Medicare is America’s federal health insurance program for citizens age 65 or older, permanent legal residents who meet residency requirements, and people with certain disabilities. People have a lot of misconceptions about Medicare. For example, many believe the coverage is free. – This is definitely not the case which is why it’s important to learn about Medicare before turning 65 years old.
Become familiar with Medicare coverage
Original Medicare has two parts: Part A and Part B. These two parts provide coverage for inpatient and outpatient services. Medicare covers any medically necessary service ordered by your doctor, and you can visit any doctor in the United States that accepts Medicare.
Medicare Part A covers inpatient services including a semi-private room, meals, medications administered to you, and lab services. It also provides post-hospital care, such as rehab at a skilled nursing facility, home health care, and hospice care. Part A does not, however, cover long-term care.
Medicare Part B covers most outpatient services. Part B covers preventative services including annual physicals and screening tests. It also covers lab testing, ambulance rides, and durable medical equipment. Medicare Part B can sometimes cover services while you are in the hospital such as radiation or chemotherapy.

### What you should do
Copy the Medicare coverage text word for word, in full.

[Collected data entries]

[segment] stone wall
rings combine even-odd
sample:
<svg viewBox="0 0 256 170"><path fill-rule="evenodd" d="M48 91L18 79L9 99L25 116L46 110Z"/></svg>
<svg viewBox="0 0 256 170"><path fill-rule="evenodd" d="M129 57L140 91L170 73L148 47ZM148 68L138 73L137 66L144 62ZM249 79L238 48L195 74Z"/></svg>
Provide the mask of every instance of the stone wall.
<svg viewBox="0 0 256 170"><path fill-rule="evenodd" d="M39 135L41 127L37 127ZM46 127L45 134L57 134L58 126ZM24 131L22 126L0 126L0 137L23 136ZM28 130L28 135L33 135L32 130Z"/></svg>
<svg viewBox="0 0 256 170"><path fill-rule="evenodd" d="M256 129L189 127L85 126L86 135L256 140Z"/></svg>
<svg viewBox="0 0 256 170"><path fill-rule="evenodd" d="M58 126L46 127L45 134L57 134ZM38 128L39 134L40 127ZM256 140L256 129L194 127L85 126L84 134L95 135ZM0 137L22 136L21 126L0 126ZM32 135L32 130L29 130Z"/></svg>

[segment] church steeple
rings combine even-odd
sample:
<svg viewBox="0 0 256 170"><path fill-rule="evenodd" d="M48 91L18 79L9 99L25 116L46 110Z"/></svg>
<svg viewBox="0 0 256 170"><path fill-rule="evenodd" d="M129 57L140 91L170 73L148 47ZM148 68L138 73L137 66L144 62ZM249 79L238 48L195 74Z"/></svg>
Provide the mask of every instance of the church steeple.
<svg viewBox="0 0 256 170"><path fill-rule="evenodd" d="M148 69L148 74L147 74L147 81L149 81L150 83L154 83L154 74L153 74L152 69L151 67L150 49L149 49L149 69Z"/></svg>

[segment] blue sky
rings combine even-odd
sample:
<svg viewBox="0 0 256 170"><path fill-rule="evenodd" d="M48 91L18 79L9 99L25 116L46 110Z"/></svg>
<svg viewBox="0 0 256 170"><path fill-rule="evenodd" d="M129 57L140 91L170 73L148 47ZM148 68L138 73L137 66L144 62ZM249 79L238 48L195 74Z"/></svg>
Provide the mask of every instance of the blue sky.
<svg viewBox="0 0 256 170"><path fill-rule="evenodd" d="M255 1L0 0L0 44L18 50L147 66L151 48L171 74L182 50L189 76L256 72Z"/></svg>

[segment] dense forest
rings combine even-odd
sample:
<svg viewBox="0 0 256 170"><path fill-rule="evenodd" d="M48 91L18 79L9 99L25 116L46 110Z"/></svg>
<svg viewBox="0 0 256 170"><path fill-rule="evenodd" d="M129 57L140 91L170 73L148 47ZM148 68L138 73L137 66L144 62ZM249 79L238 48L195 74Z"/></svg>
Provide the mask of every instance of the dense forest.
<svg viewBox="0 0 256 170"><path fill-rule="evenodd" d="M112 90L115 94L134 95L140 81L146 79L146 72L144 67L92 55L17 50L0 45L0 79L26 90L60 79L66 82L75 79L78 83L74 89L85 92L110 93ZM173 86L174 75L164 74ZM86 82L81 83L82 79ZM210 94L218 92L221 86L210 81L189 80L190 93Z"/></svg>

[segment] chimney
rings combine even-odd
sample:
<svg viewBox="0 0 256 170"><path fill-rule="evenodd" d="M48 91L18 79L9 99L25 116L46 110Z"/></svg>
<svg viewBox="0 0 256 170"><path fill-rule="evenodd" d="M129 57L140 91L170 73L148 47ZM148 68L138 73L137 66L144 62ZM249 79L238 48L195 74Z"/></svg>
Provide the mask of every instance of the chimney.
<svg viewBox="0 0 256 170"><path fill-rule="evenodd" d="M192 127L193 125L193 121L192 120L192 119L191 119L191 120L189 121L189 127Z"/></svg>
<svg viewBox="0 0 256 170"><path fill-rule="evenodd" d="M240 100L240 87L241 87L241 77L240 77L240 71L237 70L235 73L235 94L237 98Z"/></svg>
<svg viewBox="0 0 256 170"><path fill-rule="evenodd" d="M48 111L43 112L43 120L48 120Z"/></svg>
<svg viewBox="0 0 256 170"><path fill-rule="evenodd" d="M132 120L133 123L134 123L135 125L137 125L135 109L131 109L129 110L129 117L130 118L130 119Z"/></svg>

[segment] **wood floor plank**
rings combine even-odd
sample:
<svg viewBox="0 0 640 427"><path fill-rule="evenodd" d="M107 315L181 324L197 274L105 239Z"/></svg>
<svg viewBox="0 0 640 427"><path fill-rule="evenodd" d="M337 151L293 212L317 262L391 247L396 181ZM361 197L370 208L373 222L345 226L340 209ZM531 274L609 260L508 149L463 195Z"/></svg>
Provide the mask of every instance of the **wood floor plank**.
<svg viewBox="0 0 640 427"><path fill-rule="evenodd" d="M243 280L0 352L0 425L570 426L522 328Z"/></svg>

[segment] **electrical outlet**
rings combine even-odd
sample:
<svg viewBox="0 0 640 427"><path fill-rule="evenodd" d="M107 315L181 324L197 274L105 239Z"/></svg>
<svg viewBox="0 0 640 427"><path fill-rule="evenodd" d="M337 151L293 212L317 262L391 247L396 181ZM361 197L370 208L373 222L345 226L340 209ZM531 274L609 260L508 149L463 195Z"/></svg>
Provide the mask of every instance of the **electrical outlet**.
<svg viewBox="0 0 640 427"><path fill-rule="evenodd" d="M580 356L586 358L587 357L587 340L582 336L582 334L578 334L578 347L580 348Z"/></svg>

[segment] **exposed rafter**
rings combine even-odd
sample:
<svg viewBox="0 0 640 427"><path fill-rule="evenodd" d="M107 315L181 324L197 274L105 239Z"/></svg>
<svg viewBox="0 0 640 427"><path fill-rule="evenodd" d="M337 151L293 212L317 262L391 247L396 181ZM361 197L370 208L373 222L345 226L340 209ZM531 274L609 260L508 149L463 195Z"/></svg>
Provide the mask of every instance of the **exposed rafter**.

### Exercise response
Medicare is America’s federal health insurance program for citizens age 65 or older, permanent legal residents who meet residency requirements, and people with certain disabilities. People have a lot of misconceptions about Medicare. For example, many believe the coverage is free. – This is definitely not the case which is why it’s important to learn about Medicare before turning 65 years old.
Become familiar with Medicare coverage
Original Medicare has two parts: Part A and Part B. These two parts provide coverage for inpatient and outpatient services. Medicare covers any medically necessary service ordered by your doctor, and you can visit any doctor in the United States that accepts Medicare.
Medicare Part A covers inpatient services including a semi-private room, meals, medications administered to you, and lab services. It also provides post-hospital care, such as rehab at a skilled nursing facility, home health care, and hospice care. Part A does not, however, cover long-term care.
Medicare Part B covers most outpatient services. Part B covers preventative services including annual physicals and screening tests. It also covers lab testing, ambulance rides, and durable medical equipment. Medicare Part B can sometimes cover services while you are in the hospital such as radiation or chemotherapy.